*** Opening INFORMATION SHOWN ***

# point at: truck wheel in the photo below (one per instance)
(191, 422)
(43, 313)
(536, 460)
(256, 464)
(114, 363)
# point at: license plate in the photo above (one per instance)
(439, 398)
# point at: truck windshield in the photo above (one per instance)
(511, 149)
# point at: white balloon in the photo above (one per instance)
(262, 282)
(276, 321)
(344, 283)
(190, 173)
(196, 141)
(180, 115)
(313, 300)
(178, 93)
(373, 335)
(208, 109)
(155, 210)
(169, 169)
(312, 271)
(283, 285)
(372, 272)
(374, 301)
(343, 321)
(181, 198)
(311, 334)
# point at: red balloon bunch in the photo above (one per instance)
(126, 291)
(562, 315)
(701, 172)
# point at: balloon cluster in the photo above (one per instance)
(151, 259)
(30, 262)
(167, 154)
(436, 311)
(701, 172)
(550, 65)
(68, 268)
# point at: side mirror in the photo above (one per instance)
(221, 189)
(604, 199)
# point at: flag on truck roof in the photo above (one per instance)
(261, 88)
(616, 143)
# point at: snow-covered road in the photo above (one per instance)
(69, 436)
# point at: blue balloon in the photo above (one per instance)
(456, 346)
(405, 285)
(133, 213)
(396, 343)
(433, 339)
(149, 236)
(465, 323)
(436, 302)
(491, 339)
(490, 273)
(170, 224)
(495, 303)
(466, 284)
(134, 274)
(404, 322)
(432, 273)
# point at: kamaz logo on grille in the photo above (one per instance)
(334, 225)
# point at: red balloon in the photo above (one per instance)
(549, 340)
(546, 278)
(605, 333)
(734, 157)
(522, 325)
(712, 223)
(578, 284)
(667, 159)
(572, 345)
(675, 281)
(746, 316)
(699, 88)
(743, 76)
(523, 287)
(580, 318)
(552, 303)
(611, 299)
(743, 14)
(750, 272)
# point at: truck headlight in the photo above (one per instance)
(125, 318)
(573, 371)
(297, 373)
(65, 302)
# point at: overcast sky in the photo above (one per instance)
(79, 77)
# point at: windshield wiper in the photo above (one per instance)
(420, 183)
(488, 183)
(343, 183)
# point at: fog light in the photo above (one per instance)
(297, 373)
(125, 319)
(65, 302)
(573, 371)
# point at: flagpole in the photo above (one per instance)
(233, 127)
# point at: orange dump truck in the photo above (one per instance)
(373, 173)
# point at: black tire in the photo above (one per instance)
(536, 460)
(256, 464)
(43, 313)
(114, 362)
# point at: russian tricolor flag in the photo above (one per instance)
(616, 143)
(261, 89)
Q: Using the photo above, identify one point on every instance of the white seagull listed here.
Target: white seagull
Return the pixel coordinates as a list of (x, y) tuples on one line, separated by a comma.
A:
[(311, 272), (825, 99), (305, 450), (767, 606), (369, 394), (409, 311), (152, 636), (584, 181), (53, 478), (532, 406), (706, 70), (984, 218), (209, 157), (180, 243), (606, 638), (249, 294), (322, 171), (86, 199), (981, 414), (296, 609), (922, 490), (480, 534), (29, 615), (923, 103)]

*** Closing INFORMATION SHOWN ***

EXERCISE PROMPT: Every entry above should be retyped exactly as shown.

REPLY TO THE EXERCISE:
# point at: truck wheel in the photo below (one per instance)
(191, 422)
(43, 313)
(536, 460)
(256, 464)
(114, 363)
# point at: license plate in the photo above (one per instance)
(439, 398)
# point at: truck windshield in the photo above (one per instance)
(511, 149)
# point at: white balloon in the photo above (one per instance)
(262, 282)
(276, 321)
(344, 283)
(190, 173)
(196, 141)
(180, 115)
(313, 300)
(178, 93)
(373, 335)
(208, 109)
(155, 210)
(169, 169)
(312, 271)
(283, 285)
(372, 272)
(374, 301)
(343, 321)
(181, 198)
(311, 334)
# point at: red balloon bunch in the photo above (one per instance)
(126, 291)
(562, 315)
(701, 172)
# point at: balloon cluster in the photo above (one per instance)
(151, 259)
(30, 262)
(167, 154)
(436, 311)
(701, 172)
(550, 65)
(68, 268)
# point at: side mirror in the photo above (one per instance)
(221, 189)
(604, 199)
# point at: flag on truck roof in the photo above (one per instance)
(261, 88)
(616, 143)
# point at: snow-covered road in the photo above (one per instance)
(69, 436)
# point at: blue balloon in the photo above (one per instance)
(456, 346)
(405, 285)
(133, 213)
(396, 343)
(433, 339)
(149, 236)
(465, 323)
(436, 302)
(491, 339)
(490, 273)
(170, 224)
(495, 303)
(466, 284)
(134, 274)
(404, 322)
(432, 273)
# point at: kamaz logo on grille in the photo above (one per instance)
(334, 225)
# point at: red balloon in the photo above (one per instance)
(549, 340)
(546, 278)
(605, 333)
(734, 157)
(522, 325)
(712, 223)
(578, 284)
(667, 159)
(572, 345)
(675, 281)
(746, 316)
(699, 88)
(743, 76)
(523, 287)
(580, 318)
(552, 303)
(611, 299)
(743, 14)
(750, 272)
# point at: truck headlight in the photo above (one per instance)
(125, 318)
(573, 371)
(297, 373)
(65, 302)
# point at: overcast sky in the photo above (one per instance)
(79, 77)
# point at: windshield wiper in the photo above (one per instance)
(420, 183)
(488, 183)
(343, 183)
# point at: fog light in the photo above (one per instance)
(297, 373)
(125, 319)
(65, 302)
(573, 371)
# point at: flagpole in the photo above (one per instance)
(233, 127)
# point at: orange dump truck in the photo above (one per instance)
(373, 173)
# point at: black tire in the photo above (one per instance)
(536, 460)
(256, 464)
(43, 313)
(114, 362)
# point at: russian tricolor flag in the photo above (one per instance)
(616, 143)
(261, 89)
Q: Using the photo above, identify one point on every instance of the white seagull listed here.
Target: white seagull
Return the pixel coordinates as a list of (x, y) tuples on one line, separated by a comma.
A:
[(311, 272), (825, 99), (305, 450), (767, 606), (369, 394), (409, 311), (152, 636), (584, 181), (53, 478), (532, 406), (706, 70), (984, 218), (209, 157), (180, 243), (606, 638), (249, 294), (322, 171), (86, 199), (981, 414), (296, 609), (922, 490), (480, 534), (29, 615), (923, 103)]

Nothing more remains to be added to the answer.